# Material for this exercise:
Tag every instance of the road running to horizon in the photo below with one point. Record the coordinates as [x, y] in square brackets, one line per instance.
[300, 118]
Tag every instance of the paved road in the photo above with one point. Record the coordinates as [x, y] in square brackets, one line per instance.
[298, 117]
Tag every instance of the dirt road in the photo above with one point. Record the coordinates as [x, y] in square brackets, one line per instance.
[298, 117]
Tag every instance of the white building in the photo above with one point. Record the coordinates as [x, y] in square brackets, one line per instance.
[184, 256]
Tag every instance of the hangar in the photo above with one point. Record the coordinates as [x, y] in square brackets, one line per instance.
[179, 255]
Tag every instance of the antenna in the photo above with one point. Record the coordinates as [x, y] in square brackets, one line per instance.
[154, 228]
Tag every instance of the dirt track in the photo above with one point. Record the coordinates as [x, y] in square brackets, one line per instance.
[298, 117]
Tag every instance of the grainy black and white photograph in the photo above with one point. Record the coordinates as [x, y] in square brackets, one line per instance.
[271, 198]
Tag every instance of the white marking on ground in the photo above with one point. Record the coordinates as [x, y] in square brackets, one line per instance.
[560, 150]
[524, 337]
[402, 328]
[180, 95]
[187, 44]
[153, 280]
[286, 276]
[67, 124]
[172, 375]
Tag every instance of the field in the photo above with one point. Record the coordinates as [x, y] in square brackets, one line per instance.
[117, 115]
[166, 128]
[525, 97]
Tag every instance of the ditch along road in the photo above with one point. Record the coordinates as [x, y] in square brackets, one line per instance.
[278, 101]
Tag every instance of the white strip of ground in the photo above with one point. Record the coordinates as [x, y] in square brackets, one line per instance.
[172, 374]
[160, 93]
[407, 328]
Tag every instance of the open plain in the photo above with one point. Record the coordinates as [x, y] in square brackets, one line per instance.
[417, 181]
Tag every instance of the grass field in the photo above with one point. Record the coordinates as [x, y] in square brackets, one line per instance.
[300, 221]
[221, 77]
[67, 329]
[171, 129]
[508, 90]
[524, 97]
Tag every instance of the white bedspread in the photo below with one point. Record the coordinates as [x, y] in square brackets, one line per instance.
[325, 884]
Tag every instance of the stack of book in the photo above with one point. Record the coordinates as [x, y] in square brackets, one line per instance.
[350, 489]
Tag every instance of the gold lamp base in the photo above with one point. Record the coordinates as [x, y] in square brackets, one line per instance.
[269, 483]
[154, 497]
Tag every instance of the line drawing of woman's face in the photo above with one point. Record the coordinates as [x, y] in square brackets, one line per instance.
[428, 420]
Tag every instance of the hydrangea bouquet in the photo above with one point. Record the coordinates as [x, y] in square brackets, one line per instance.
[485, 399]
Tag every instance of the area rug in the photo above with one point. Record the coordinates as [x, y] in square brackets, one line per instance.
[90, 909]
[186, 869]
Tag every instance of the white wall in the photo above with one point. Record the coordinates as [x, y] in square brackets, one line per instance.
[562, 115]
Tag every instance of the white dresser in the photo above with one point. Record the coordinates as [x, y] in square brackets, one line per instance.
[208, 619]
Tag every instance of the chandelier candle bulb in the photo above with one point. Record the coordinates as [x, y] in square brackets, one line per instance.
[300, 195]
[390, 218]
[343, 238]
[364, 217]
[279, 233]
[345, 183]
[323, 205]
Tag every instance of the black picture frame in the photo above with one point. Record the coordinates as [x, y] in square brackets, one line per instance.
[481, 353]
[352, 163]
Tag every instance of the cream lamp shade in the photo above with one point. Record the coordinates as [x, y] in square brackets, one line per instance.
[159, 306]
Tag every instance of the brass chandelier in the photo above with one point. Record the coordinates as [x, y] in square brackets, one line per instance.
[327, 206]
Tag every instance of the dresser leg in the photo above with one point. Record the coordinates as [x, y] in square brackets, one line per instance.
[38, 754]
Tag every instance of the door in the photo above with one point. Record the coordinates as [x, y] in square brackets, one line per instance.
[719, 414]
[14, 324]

# Problem:
Keep only the lines from the one containing "Tag every instance of the hydrangea" through the final line of the records, and transcribe them exactly.

# Answer to this exercise:
Tag every instance of the hydrangea bouquet in the photo above with one point. Record the coordinates as [x, y] in square brackets, one line per instance.
[485, 399]
Tag every instance of the area rug in the photo above with one point. Record the coordinates as [x, y] in square brackets, one line per instance.
[90, 909]
[186, 869]
Tag every instance of the white wall in the photo above with one point. Record the coordinates as [x, y] in square brackets, one line per instance.
[562, 115]
Tag every instance of the white dresser in the photo above with one point. Record the coordinates as [x, y] in square brackets, one line per instance.
[208, 619]
Tag every instance of the chandelier candle bulb in the photo above with one point. Record the coordinates as [x, y] in square brackets, one line per instance.
[300, 195]
[390, 218]
[343, 238]
[364, 217]
[279, 233]
[345, 183]
[323, 205]
Tag every instance of the black picture frame in the photo above with one point. Record the coordinates as [x, y] in square brackets, one line per instance.
[481, 353]
[352, 163]
Tag every instance of the cream lamp shade in the photo above with one point. Record the coordinates as [x, y] in square brackets, one line per instance.
[159, 306]
Tag every instance of the brass chandelier in the photo above with one point. Record the coordinates as [x, y] in square brackets, one line per instance.
[327, 206]
Tag every instance of the dresser leg in the photo above with one point. Record the coordinates as [x, y] in square brackets, one line per instance.
[38, 754]
Tag every instance of the door in the photo above with one point. Record the coordinates as [x, y] in square brackets, one line per instance.
[719, 414]
[14, 324]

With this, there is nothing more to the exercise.